[[ Page excerpt open ]]

This interference forces systems to be heavily over-provisioned to meet strict TTFT and TPOT SLOs, wasting expensive GPU cycles.

Figure 4: Over-provisioning due to SLOs

H3: Suboptimal Parallelism Strategies

Colocation forces both stages to use the same parallelism strategy (e.g., tensor, pipeline). However, the optimal strategy often differs. Prefill may benefit from tensor parallelism to reduce TTFT, while Decode might need pipeline parallelism to maximize concurrent requests for a relaxed TPOT. Colocation prevents this independent optimization.

DistServe's Solution: Prefill-Decode Separation Architecture

Our solution is to disaggregate the Prefill and Decode stages onto dedicated GPUs. This Prefill-Decode separation resolves the core issues of colocation:

Eliminates Interference: With dedicated hardware, Prefill and Decode operations no longer compete for resources, eliminating head-of-line blocking and reducing latency jitter.
Enables Customized Parallelism: Each stage can use its optimal parallelism strategy, allowing fine-grained tuning to meet specific SLOs for both TTFT and TPOT.

[[ Page excerpt closed ]]
[[ Listed records open ]]

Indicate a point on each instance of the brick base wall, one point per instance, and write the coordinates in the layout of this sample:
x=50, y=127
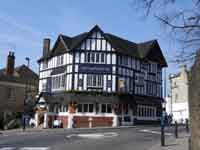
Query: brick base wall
x=64, y=121
x=102, y=121
x=83, y=121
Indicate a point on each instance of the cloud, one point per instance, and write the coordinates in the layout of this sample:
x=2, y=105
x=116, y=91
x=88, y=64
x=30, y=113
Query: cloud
x=19, y=26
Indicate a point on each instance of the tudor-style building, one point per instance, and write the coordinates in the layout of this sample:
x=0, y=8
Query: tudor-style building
x=99, y=79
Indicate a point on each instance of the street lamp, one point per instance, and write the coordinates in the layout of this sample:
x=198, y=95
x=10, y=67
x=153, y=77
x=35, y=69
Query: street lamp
x=163, y=124
x=163, y=112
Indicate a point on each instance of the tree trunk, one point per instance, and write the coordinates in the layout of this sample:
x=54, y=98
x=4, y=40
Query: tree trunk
x=194, y=104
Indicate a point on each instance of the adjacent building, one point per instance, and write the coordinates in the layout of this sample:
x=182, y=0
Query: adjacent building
x=17, y=86
x=99, y=79
x=178, y=99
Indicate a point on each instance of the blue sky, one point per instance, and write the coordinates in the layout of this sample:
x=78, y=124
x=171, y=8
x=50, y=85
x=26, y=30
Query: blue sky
x=24, y=24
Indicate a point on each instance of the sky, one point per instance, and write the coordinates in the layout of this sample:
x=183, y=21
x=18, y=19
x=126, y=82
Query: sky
x=24, y=24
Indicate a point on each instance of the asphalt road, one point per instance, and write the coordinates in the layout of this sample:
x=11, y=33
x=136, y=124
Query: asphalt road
x=137, y=138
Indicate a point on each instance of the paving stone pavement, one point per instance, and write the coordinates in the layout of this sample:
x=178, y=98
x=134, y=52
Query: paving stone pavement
x=171, y=143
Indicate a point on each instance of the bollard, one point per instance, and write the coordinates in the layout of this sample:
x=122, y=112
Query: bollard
x=176, y=130
x=187, y=125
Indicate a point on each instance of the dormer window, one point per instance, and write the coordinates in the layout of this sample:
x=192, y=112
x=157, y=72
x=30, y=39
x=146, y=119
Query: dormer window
x=60, y=60
x=92, y=57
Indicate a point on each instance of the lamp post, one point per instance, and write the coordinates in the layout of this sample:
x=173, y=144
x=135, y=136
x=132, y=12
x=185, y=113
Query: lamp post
x=163, y=114
x=163, y=125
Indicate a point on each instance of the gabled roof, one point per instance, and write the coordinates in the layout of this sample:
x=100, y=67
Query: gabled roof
x=149, y=50
x=22, y=74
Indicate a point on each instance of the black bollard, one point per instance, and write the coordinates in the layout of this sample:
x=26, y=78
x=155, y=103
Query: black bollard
x=24, y=124
x=187, y=125
x=176, y=130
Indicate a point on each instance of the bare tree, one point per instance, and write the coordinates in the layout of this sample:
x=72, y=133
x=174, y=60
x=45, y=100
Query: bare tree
x=181, y=18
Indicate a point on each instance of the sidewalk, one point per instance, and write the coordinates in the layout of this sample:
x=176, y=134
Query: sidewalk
x=171, y=143
x=54, y=130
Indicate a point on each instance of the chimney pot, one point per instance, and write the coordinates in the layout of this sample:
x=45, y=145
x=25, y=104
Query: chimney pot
x=10, y=63
x=46, y=46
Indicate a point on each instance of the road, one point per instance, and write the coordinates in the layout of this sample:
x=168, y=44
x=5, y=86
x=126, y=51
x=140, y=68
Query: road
x=136, y=138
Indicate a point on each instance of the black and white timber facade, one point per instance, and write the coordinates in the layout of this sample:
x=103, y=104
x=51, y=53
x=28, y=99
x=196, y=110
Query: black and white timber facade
x=97, y=74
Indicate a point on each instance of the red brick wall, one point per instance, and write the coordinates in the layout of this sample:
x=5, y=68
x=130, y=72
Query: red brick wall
x=82, y=121
x=64, y=120
x=102, y=121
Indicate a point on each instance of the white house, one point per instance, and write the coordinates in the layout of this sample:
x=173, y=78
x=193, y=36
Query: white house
x=178, y=100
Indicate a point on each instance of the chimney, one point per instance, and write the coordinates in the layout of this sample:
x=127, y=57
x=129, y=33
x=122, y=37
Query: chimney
x=10, y=63
x=46, y=47
x=183, y=68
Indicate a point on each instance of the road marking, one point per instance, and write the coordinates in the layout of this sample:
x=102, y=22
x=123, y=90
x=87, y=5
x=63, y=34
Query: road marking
x=154, y=132
x=34, y=148
x=7, y=148
x=94, y=135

[[ Listed records closed ]]

Reproduce the part of the DistServe excerpt starting at "Figure 4: Over-provisioning" and ending at "this independent optimization.".

Figure 4: Over-provisioning due to SLOs

H3: Suboptimal Parallelism Strategies

Colocation forces both stages to use the same parallelism strategy (e.g., tensor, pipeline). However, the optimal strategy often differs. Prefill may benefit from tensor parallelism to reduce TTFT, while Decode might need pipeline parallelism to maximize concurrent requests for a relaxed TPOT. Colocation prevents this independent optimization.